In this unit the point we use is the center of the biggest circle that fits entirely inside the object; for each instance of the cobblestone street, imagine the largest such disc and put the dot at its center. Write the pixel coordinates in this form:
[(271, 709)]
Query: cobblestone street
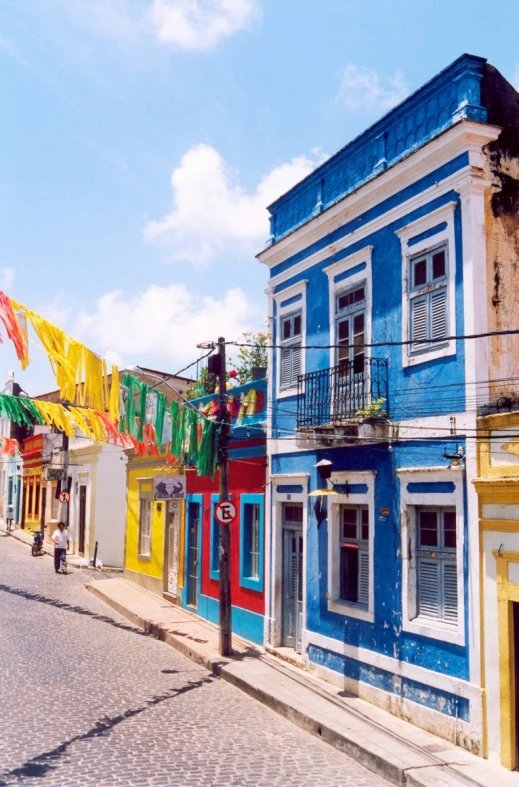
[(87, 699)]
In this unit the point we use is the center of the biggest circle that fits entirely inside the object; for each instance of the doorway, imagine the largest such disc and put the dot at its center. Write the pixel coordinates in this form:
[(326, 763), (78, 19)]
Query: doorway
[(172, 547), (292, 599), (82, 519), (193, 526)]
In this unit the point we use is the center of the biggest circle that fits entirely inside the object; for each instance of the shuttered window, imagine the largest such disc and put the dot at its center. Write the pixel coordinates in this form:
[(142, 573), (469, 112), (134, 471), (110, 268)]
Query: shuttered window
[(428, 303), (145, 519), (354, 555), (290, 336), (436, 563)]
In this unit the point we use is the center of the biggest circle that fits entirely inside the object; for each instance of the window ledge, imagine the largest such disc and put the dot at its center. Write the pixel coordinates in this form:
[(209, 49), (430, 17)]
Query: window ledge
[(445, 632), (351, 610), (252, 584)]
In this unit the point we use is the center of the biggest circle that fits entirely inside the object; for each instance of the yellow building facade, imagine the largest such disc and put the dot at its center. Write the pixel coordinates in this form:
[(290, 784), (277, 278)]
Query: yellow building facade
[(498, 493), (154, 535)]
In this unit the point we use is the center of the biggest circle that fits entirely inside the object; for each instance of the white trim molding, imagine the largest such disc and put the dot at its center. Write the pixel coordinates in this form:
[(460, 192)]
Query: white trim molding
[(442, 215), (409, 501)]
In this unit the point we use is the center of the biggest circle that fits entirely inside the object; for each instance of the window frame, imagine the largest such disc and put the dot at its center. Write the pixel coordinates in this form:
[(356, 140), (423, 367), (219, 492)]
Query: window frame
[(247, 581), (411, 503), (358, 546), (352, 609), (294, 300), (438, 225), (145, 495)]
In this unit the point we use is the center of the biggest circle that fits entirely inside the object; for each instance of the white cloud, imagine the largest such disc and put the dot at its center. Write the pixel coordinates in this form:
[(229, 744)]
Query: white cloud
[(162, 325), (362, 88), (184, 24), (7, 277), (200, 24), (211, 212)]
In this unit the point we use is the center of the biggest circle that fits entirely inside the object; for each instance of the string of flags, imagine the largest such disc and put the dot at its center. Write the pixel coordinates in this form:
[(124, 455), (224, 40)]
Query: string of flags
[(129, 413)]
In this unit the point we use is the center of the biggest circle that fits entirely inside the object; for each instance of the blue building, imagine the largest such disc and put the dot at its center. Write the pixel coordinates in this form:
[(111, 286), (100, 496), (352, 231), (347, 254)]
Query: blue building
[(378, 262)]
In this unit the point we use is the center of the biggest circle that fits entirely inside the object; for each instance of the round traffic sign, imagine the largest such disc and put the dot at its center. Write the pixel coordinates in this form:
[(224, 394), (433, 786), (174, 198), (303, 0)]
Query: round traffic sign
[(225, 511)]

######

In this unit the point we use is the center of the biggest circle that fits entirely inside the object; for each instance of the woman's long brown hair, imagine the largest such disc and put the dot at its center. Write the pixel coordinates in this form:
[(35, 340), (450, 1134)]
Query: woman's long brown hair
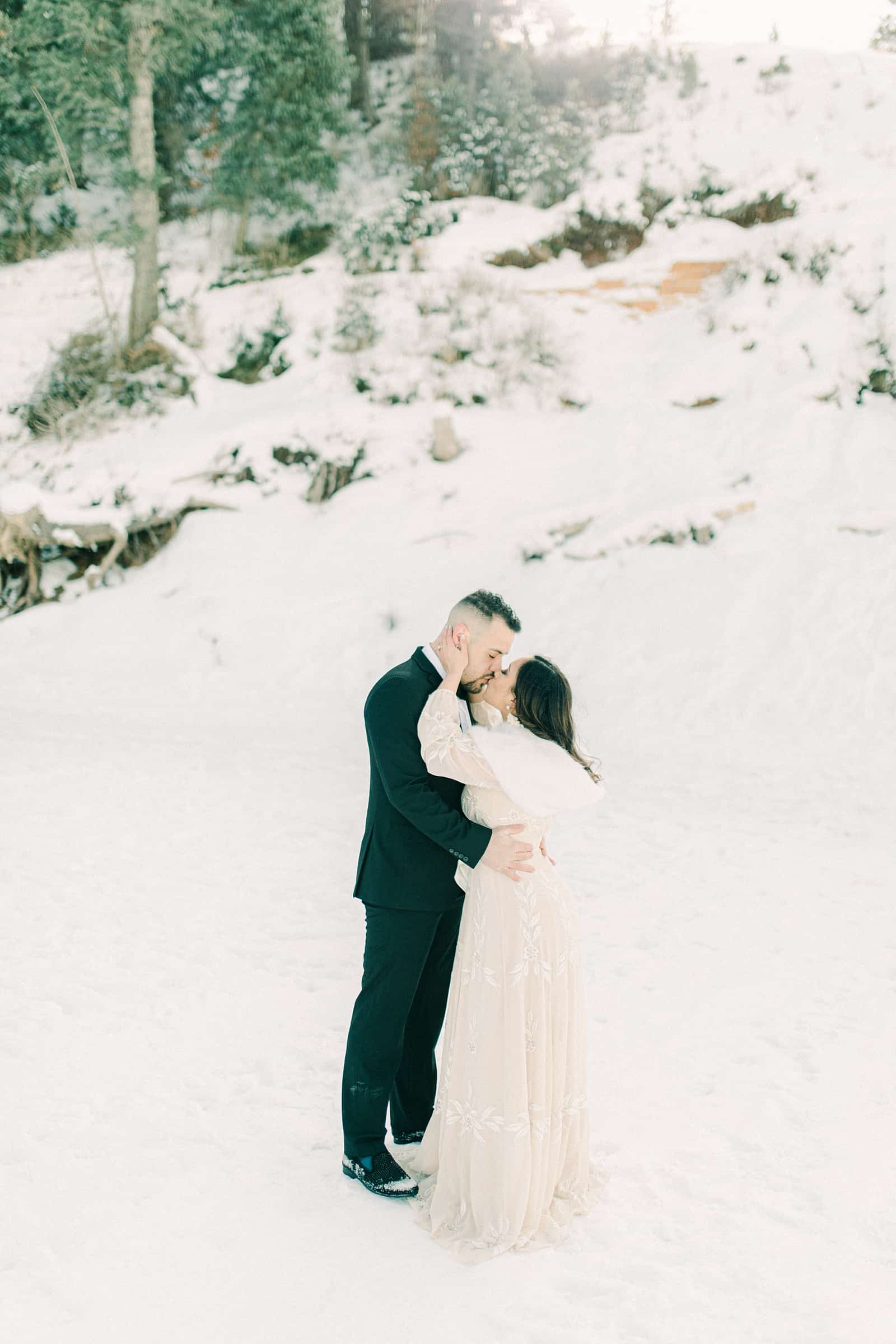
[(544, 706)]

######

EXERCISE GOAL ::
Transcribe only the lines above that start at the line containing "of the cobblestone" and end at the line containing "of the shuttered". Omit pictures.

EXERCISE RESULT ::
In this unit the point we use is the center of the biggest circle that fits entirely inside the object; for each instance of the cobblestone street, imagine the largest such disc and put the dot at its center. Write the pixel coordinates in this form:
[(271, 709)]
Query: cobblestone street
[(87, 699)]
In this unit the point we use is the center of the biggest circle that fits entirely inside the object; for each instance of the doorway, imagine the largest such disc and put the dot at its center. Write the pixel coordinates in this form:
[(326, 763), (78, 19)]
Query: doorway
[(172, 547), (292, 599), (82, 519), (193, 526)]
In this unit the point we use is the center of the biggest circle that fits entirely inside the object; for each instance of the shuttered window, imagine the largest such disc and put the dot at its center. Write the pixel coordinates in this form:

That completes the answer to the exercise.